#### [LEESTEKST]
• • • •
31 568 Staatkundig proces Nederlandse Antillen

Nr. 194 BRIEF VAN DE MINISTER VAN JUSTITIE EN VEILIGHEID

Aan de Voorzitter van de Tweede Kamer der Staten-Generaal

Den Haag, 28 november 2017

Hierbij bied ik u het rapport van de Inspectie Justitie en Veiligheid (IJenV) aan over het schietincident op Bonaire in augustus 20161. Bij dit noodlottige incident is een medewerker van het Korps Politie Caribisch Nederland (hierna: KPCN) overleden. Ik betreur de tragische afloop van dit incident.

Het strafrechtelijk traject dat volgde op dit incident heeft eerder dit jaar geleid tot de veroordeling van 7 verdachten, waarbij gevangenisstraffen zijn opgelegd van 12 tot 20 jaar. Naast dit strafrechtelijk traject achtten de korpschef van KPCN en ikzelf, als korpsbeheerder van KCPN, het wenselijk om een onderzoek in te stellen naar de gebeurtenissen rondom de dodelijke schietpartij met als doel eventuele verbeterpunten te formuleren. Ik heb daartoe een beroep gedaan op de IJenV.
• • • •
#### [OEFENRIJEN]
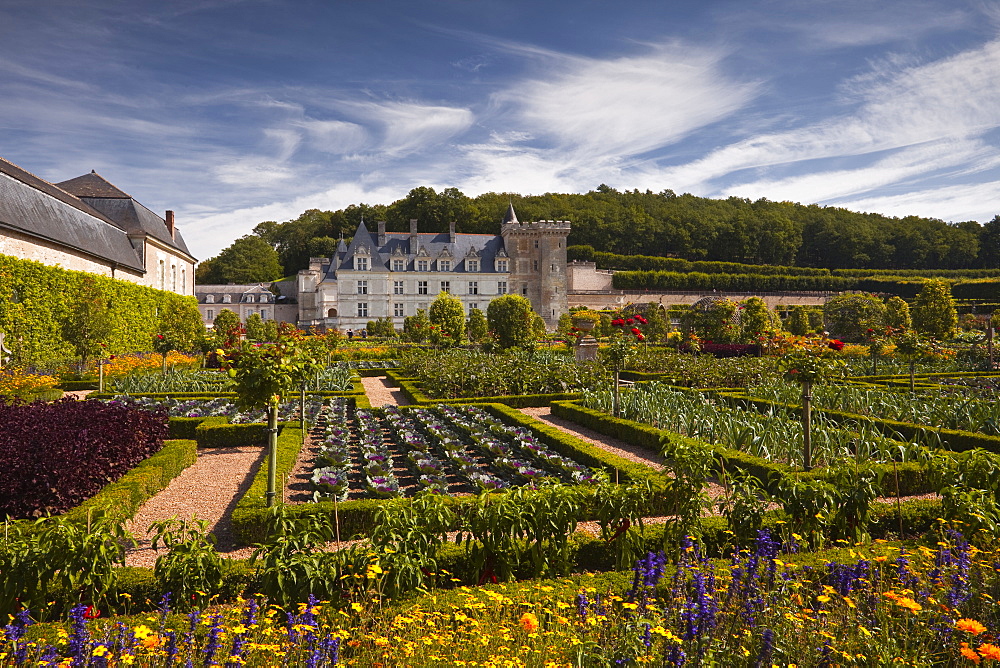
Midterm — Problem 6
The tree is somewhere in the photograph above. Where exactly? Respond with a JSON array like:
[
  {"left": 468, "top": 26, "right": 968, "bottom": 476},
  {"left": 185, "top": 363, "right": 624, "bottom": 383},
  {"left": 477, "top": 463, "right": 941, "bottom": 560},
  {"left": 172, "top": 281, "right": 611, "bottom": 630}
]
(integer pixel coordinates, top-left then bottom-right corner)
[
  {"left": 885, "top": 295, "right": 913, "bottom": 330},
  {"left": 403, "top": 308, "right": 431, "bottom": 343},
  {"left": 197, "top": 235, "right": 282, "bottom": 284},
  {"left": 465, "top": 308, "right": 490, "bottom": 343},
  {"left": 642, "top": 302, "right": 670, "bottom": 343},
  {"left": 911, "top": 280, "right": 958, "bottom": 340},
  {"left": 740, "top": 297, "right": 778, "bottom": 343},
  {"left": 157, "top": 298, "right": 205, "bottom": 351},
  {"left": 823, "top": 292, "right": 885, "bottom": 342},
  {"left": 486, "top": 294, "right": 535, "bottom": 349},
  {"left": 430, "top": 292, "right": 465, "bottom": 346},
  {"left": 62, "top": 276, "right": 113, "bottom": 373}
]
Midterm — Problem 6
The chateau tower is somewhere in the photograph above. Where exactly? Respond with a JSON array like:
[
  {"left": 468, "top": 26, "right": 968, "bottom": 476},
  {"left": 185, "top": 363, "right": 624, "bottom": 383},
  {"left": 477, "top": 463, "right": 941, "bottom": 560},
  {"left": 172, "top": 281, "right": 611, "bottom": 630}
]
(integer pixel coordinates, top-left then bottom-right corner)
[{"left": 500, "top": 204, "right": 570, "bottom": 329}]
• • • •
#### [OPDRACHTEN]
A – Stemmen de volgende uitspraken overeen met de brief? (i) Bij het incident is een medewerker van het KPCN overleden. (ii) Het strafrechtelijk traject heeft geleid tot de veroordeling van 7 verdachten. (iii) De minister heeft het onderzoek zelf uitgevoerd. Antwoord per uitspraak met ja of nee en citeer de doorslaggevende woorden uit de brief.
B – Tel in hoeveel regels van de rijen de string "Respond" voorkomt, en geef alleen het getal.

#### [ANTWOORDEN]
A –
(i) Ja: "Bij dit noodlottige incident is een medewerker van het Korps Politie Caribisch Nederland (hierna: KPCN) overleden."
(ii) Ja: "heeft eerder dit jaar geleid tot de veroordeling van 7 verdachten"
(iii) Nee: "Ik heb daartoe een beroep gedaan op de IJenV."

B – 2